The Heathkit H11 Computer is an early kit-format personal computer introduced in 1978. It is essentially a Digital Equipment PDP-11 in a small-form-factor case, designed by Heathkit. The H11 is one of the first 16-bit personal computers, at a list price of US$1,295, () but it also requires at least a computer terminal and some form of storage to make it useful. It was too expensive for most Heathkit customers, and was discontinued in 1982.

Specifications
The H11 featured:
 Processor — LSI-11 (KD11-HA half-size or "double-height" card)
 Speed            — 2.5 MHz
 ROM              — 8Kwords (16 Kbytes) (max)
 RAM              — 32Kwords (64 Kbytes) (max)
 Slots            — 7 Q-bus slots
 Storage          — H27 8-inch floppy drive  (2 256k 8-inch single sided drives) or paper tape
 I/O              — serial (RS-232) or parallel ports
 Operating system — HT-11 (a simplified version of RT-11)

Material provided —
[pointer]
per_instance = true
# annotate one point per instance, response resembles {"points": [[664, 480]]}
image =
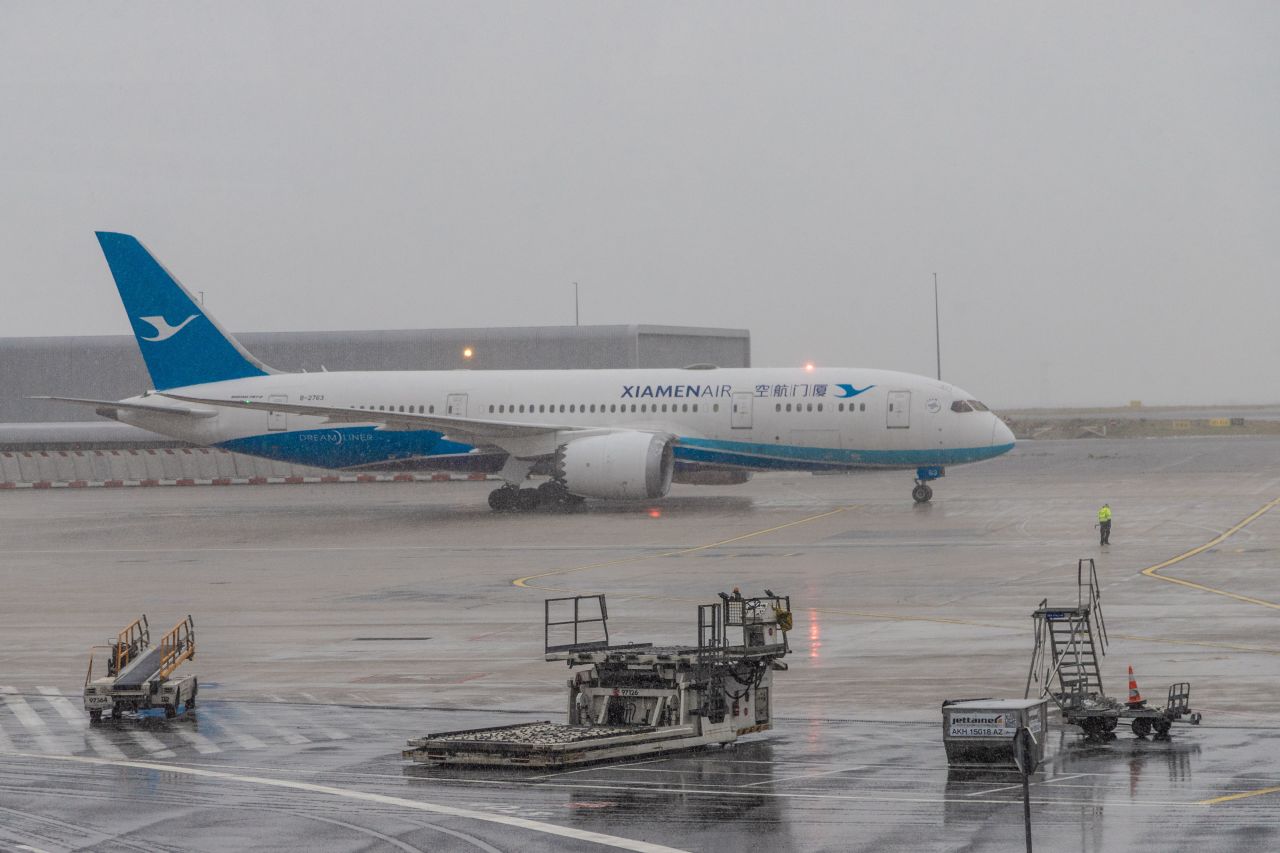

Required tasks —
[1] Reproduce the Heathkit H11 passage between "The Heathkit H11" and "version of RT-11)", inclusive.
[2] Write the next part of the Heathkit H11 article, picking up right after its final line.

Outputs in order —
[1]
The Heathkit H11 Computer is an early kit-format personal computer introduced in 1978. It is essentially a Digital Equipment PDP-11 in a small-form-factor case, designed by Heathkit. The H11 is one of the first 16-bit personal computers, at a list price of US$1,295, () but it also requires at least a computer terminal and some form of storage to make it useful. It was too expensive for most Heathkit customers, and was discontinued in 1982.

Specifications
The H11 featured:
 Processor — LSI-11 (KD11-HA half-size or "double-height" card)
 Speed            — 2.5 MHz
 ROM              — 8Kwords (16 Kbytes) (max)
 RAM              — 32Kwords (64 Kbytes) (max)
 Slots            — 7 Q-bus slots
 Storage          — H27 8-inch floppy drive  (2 256k 8-inch single sided drives) or paper tape
 I/O              — serial (RS-232) or parallel ports
 Operating system — HT-11 (a simplified version of RT-11)

[2]
 Instruction set  — PDP-11/40 instruction set
 Languages        — BASIC, Focal and others

Initial memory limitations restrict the selection of system software, but the system can be expanded to 32KW x 16-bit RAM. Many PDP-11 operating systems and programs run without trouble. The system will also work with most DEC PDP-11 equipment, including many Q-bus compatible peripherals.

See also 
 Elektronika BK
 Heathkit H8

References

External links
 Heathkit H-11 Computer, Heathkit Computer Advertisements, Decode Systems
 Computer Museum illustration of fully expanded H11 with the Heath/Zenith label.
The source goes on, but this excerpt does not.